#### [Selected extract]
Trump signs new travel ban targeting six Muslim nations
US President Donald Trump signed a revised ban on travellers from some Muslim-majority nations Monday - one with a reduced scope so Iraqis and permanent US residents are exempt.
After his first wide-ranging and controversial restrictions were slapped down by the federal courts, Trump signed an order freezing new visas for Syrians, Iranians, Libyans, Somalis, Yemenis and Sudanese citizens.
The order did not affect pre-existing visas, the White House said. The measure is due to come into effect on 16 March.
Jeff Sessions, the attorney general, said the order "responsibly provides a needed pause so we can carefully review how we scrutinise people coming here from these countries of concern".
"Three of these nations are state sponsors of terrorism," Sessions added, referring to Iran, Sudan and Syria, adding that others had served as "safe havens" for terror operatives.

#### [Explore the material]
[1] Please return the passage from the travel ban article starting with "After his first" and going on through "on 16 March.", copied word for word.
[2] Summarize the travel ban article in two sentences.
[3] In the travel ban article, turn the paragraph beginning "After his first wide-ranging" into a short bulleted list that keeps its main facts.

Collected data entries
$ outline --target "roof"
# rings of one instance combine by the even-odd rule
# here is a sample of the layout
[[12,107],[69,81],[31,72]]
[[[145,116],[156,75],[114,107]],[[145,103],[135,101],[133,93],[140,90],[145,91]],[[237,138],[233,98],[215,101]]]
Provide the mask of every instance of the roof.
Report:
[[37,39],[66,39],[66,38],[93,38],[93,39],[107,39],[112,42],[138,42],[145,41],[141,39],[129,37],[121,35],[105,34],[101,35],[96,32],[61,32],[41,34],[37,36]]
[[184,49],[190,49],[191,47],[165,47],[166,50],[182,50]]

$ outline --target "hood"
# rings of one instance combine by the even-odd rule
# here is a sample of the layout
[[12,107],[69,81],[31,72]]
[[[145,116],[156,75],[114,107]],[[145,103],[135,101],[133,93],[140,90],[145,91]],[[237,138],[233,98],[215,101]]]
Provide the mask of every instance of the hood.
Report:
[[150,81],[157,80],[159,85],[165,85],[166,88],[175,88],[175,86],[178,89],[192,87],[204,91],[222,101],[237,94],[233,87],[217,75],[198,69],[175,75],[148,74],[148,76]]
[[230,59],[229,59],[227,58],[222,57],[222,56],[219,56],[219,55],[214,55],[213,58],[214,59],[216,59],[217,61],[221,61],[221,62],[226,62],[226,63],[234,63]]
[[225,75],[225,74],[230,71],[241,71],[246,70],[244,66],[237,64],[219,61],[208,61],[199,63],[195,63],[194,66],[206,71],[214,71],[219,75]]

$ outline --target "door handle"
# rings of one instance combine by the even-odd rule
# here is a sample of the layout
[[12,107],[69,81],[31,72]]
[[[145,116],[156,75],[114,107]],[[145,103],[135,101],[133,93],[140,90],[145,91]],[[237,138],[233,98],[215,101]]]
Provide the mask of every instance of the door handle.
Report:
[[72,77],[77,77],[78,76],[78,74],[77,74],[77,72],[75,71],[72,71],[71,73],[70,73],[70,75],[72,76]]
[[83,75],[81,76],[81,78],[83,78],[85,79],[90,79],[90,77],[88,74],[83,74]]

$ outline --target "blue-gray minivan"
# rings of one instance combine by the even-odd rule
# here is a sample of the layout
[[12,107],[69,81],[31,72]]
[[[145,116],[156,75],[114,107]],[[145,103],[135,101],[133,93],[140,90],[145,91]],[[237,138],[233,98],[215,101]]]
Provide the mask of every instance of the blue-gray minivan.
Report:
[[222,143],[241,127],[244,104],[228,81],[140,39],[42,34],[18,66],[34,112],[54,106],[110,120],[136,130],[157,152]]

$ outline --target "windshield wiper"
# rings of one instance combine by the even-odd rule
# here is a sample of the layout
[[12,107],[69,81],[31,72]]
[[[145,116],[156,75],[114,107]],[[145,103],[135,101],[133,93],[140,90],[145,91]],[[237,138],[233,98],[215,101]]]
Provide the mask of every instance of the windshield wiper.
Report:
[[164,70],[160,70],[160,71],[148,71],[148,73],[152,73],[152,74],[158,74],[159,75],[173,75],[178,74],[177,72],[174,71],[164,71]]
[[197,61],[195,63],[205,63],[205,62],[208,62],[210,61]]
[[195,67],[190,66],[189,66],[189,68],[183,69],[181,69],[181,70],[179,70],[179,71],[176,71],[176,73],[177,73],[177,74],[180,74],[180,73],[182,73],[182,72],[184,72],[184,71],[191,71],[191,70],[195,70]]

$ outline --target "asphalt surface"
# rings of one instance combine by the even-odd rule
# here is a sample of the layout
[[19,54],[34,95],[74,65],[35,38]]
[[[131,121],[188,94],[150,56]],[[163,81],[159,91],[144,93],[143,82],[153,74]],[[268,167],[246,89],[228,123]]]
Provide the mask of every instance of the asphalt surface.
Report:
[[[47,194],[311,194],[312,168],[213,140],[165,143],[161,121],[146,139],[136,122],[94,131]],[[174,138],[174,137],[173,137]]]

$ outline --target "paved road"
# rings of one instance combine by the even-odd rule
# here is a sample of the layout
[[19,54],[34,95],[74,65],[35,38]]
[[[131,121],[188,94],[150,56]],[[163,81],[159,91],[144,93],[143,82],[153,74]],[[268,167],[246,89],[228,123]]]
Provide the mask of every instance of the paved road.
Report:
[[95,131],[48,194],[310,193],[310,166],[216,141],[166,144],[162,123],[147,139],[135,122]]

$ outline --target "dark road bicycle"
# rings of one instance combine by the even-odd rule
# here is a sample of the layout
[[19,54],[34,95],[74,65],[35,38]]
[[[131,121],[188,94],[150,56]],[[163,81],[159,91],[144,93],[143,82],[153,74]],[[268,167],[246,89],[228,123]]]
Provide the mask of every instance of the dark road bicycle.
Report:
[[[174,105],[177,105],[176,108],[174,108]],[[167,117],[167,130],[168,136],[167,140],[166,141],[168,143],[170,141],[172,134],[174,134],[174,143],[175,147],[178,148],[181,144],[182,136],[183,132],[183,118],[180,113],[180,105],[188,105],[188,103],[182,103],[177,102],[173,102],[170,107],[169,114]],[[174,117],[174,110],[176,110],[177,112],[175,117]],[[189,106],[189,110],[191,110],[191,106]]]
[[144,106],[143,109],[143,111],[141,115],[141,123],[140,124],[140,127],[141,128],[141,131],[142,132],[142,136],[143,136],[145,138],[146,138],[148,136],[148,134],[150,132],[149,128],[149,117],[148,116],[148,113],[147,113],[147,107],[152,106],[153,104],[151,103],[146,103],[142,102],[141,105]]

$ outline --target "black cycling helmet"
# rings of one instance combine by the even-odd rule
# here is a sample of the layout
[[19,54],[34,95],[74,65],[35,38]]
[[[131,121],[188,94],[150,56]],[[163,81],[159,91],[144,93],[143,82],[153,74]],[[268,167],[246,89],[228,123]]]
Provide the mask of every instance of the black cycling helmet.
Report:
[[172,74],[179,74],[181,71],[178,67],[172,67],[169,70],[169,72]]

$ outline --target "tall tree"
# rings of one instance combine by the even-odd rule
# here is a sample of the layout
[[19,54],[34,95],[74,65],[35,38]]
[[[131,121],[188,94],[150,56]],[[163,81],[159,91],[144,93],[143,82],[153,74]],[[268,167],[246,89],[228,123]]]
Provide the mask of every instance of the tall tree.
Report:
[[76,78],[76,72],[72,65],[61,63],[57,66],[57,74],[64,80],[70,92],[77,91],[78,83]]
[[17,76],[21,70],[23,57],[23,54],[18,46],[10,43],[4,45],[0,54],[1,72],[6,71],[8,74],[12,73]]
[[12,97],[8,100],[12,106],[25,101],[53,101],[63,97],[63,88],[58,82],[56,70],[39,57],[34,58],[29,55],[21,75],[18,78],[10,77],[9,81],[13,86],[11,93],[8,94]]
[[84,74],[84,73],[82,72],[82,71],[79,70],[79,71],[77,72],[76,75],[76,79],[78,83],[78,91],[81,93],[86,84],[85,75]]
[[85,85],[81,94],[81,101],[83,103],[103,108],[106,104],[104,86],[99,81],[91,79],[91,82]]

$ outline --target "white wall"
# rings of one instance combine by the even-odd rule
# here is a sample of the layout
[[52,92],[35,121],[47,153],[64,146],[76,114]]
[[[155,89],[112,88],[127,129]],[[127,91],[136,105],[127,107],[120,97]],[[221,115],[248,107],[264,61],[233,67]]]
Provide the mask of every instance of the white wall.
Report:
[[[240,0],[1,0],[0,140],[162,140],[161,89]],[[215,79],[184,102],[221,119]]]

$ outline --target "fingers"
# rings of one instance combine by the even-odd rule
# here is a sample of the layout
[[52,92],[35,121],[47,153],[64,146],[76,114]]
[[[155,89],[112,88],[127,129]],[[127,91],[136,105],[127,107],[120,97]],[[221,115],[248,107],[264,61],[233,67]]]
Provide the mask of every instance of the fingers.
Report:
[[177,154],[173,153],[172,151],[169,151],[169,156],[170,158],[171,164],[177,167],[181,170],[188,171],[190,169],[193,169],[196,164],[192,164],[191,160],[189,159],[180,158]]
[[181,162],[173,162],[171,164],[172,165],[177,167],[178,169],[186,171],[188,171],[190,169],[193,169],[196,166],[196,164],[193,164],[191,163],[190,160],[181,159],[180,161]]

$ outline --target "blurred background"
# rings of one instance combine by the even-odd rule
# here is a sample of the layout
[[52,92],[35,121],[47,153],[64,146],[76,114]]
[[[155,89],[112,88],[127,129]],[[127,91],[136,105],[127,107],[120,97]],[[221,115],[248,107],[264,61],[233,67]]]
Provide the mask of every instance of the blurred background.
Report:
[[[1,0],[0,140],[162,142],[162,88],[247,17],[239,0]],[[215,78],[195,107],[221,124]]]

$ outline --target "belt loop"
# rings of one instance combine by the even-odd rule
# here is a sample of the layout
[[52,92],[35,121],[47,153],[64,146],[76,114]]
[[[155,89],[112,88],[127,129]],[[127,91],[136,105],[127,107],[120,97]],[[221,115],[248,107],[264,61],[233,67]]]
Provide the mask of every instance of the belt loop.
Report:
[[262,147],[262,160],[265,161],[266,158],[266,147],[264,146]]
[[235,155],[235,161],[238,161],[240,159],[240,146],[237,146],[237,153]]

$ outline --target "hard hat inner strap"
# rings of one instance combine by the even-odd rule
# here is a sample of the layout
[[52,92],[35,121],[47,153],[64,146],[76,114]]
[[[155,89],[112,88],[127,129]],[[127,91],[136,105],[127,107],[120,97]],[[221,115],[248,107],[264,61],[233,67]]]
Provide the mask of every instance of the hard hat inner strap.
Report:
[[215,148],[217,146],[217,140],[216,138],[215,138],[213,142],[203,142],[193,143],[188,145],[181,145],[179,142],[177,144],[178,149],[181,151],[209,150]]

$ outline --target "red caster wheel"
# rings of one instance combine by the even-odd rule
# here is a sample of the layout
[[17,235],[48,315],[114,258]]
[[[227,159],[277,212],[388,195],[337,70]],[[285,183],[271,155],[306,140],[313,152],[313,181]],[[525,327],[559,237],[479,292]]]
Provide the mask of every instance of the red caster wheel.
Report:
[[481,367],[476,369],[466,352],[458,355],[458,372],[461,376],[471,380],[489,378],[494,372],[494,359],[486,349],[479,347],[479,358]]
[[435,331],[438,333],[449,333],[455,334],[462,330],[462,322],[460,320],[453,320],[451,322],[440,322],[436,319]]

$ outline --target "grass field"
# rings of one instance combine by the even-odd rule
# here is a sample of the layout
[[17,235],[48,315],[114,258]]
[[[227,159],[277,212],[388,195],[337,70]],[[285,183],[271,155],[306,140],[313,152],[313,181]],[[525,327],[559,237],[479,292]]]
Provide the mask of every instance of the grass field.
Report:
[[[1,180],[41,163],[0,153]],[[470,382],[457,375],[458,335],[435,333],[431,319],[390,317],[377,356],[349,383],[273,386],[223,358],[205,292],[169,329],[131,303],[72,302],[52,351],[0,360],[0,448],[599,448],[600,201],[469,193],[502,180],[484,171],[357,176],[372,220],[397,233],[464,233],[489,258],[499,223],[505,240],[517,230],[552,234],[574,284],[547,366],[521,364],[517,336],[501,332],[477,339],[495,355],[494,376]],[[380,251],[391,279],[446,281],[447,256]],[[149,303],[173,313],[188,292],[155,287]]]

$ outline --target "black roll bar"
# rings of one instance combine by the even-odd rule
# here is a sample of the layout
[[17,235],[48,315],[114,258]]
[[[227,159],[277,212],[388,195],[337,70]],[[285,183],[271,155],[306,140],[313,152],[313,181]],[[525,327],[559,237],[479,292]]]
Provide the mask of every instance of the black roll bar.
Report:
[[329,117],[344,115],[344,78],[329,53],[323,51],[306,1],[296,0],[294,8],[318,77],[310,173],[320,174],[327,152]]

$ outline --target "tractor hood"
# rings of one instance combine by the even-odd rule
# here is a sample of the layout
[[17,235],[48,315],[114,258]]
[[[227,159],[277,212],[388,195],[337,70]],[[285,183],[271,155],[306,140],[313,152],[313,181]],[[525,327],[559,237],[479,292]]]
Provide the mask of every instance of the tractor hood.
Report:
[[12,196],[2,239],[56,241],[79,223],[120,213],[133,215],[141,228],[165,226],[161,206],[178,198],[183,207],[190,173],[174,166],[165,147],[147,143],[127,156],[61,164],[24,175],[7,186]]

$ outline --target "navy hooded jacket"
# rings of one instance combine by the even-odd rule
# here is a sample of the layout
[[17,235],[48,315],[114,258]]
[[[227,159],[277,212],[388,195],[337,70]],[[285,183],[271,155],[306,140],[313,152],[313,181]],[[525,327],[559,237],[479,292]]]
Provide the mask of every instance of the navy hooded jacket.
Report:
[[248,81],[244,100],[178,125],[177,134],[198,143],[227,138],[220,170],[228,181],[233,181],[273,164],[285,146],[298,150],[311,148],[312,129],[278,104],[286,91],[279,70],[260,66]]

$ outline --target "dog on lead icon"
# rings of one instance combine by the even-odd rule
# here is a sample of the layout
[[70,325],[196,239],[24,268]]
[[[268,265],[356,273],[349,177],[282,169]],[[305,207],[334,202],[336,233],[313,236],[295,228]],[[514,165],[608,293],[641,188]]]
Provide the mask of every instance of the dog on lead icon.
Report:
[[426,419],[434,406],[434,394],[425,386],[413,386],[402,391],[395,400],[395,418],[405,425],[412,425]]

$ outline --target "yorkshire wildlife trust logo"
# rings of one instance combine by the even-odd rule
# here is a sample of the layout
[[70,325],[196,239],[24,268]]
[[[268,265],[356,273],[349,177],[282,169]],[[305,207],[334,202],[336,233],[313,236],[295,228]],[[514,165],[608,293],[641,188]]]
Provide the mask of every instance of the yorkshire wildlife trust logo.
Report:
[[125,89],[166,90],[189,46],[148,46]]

#### [Responses to the tasks]
[1]
After his first wide-ranging and controversial restrictions were slapped down by the federal courts, Trump signed an order freezing new visas for Syrians, Iranians, Libyans, Somalis, Yemenis and Sudanese citizens.
The order did not affect pre-existing visas, the White House said. The measure is due to come into effect on 16 March.

[2] After federal courts struck down his first restrictions, US President Donald Trump signed a revised order on Monday freezing new visas for Syrian, Iranian, Libyan, Somali, Yemeni and Sudanese citizens, with Iraqis and permanent US residents exempt. The order does not affect existing visas and is due to take effect on 16 March, and Attorney General Jeff Sessions said it provides a needed pause to review how people from these countries are scrutinized.

[3]
- Trump's first wide-ranging, controversial restrictions were struck down by the federal courts.
- He then signed an order freezing new visas for citizens of Syria, Iran, Libya, Somalia, Yemen and Sudan.